• Task instructions: Please reproduce, exactly and in full, the lines running from the one that contains "Target: white swan" to the end of the entries.

(Provided records)

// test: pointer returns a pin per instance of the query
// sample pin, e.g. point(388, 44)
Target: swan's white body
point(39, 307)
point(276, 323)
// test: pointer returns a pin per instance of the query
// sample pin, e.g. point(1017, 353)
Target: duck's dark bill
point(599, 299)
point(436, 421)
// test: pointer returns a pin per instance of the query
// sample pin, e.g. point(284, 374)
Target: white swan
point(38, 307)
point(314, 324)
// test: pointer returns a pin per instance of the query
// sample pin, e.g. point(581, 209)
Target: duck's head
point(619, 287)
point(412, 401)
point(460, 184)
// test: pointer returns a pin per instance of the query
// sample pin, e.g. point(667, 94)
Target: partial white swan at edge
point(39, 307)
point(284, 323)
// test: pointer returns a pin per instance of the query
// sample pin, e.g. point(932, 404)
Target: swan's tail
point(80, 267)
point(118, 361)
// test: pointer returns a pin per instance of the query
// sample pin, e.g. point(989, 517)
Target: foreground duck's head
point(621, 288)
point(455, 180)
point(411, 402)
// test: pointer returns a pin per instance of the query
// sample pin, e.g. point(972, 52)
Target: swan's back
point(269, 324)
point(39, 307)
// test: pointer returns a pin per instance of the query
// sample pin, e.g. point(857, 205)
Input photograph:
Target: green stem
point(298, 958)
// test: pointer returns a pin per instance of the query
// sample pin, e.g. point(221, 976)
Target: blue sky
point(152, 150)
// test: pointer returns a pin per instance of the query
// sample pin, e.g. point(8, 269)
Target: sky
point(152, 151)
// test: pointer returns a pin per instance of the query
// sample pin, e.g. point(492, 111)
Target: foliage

(End Provided records)

• Answer box:
Target: white swan
point(38, 307)
point(314, 324)
// test: pointer returns a pin per instance of the query
// sample pin, e.g. point(581, 209)
Target: duck's head
point(619, 287)
point(412, 401)
point(460, 184)
// test: pointer returns a pin per instance of the query
// sample pin, e.g. point(667, 94)
Target: partial white swan at edge
point(39, 307)
point(284, 323)
// test: pointer returns a pin per instance of the query
// sample pin, e.g. point(932, 404)
Target: swan's tail
point(80, 267)
point(118, 361)
// test: pointer returns a pin per instance of the query
// sample pin, e.g. point(989, 517)
Target: foreground duck's head
point(621, 288)
point(455, 180)
point(411, 402)
// test: pointer returns a pin per instance of the query
// sample pin, e.g. point(972, 52)
Target: swan's back
point(269, 324)
point(39, 307)
// test: pointer returns a pin per instance of the query
// sample pin, e.g. point(857, 205)
Input photograph:
Target: green stem
point(298, 958)
// test: pointer returns a pin per instance of the query
// sample pin, e.g. point(221, 976)
Target: blue sky
point(152, 150)
// test: pointer returns a pin per instance of the query
// sample pin, e.g. point(8, 269)
Target: sky
point(152, 151)
// test: pointer returns a pin per instance of the query
// sample pin, e.g. point(492, 111)
Target: foliage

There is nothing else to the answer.